— Given data —
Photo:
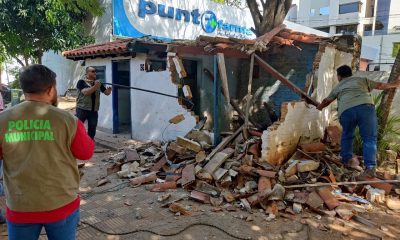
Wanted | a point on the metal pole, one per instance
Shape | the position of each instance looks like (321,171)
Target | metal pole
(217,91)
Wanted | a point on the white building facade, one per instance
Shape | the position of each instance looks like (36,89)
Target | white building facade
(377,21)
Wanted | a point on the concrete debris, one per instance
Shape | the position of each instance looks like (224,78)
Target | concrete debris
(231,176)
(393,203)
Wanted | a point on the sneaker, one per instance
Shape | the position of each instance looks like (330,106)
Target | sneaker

...

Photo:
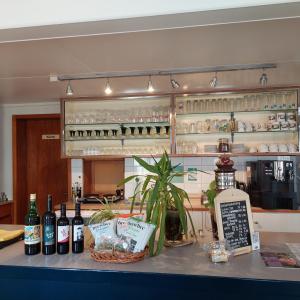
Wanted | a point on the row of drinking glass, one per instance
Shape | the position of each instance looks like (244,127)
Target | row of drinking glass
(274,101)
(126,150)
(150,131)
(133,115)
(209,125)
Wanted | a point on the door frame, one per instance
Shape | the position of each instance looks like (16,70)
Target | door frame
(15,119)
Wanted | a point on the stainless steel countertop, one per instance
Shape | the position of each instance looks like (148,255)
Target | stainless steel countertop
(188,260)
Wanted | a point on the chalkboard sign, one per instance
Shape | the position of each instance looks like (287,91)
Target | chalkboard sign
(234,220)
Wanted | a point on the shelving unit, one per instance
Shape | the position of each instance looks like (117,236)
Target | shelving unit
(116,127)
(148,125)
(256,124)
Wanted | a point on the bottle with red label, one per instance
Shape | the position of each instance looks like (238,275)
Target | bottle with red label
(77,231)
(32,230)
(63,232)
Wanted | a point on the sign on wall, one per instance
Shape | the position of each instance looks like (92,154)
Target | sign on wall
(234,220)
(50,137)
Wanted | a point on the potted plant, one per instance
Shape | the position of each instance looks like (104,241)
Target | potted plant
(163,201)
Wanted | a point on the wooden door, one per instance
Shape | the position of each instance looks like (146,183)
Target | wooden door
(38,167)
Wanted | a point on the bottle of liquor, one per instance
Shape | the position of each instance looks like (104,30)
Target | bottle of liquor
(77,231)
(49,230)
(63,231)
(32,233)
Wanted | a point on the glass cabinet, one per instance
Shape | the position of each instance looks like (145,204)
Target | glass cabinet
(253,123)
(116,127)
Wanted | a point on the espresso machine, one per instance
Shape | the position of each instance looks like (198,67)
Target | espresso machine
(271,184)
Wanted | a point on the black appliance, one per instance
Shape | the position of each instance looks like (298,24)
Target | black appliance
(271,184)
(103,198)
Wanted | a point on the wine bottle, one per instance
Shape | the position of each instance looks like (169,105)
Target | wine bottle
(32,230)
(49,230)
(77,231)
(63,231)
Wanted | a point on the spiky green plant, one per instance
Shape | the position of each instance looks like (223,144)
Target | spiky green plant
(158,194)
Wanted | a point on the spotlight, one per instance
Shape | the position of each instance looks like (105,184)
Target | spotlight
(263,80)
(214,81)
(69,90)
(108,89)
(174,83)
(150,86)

— What you will do —
Can you rewrite the lines from the one with "Wanted | a point on the concrete" up to and including the one with "Target | sneaker", with "one per instance" changed to "one per object" and nothing else altered?

— Task response —
Wanted | a point on the concrete debris, one per object
Shape | the position of each instance looks like (224,78)
Target | concrete debris
(231,176)
(393,203)
Wanted | a point on the sneaker, one per object
Shape | the position of each instance looks like (330,106)
Target | sneaker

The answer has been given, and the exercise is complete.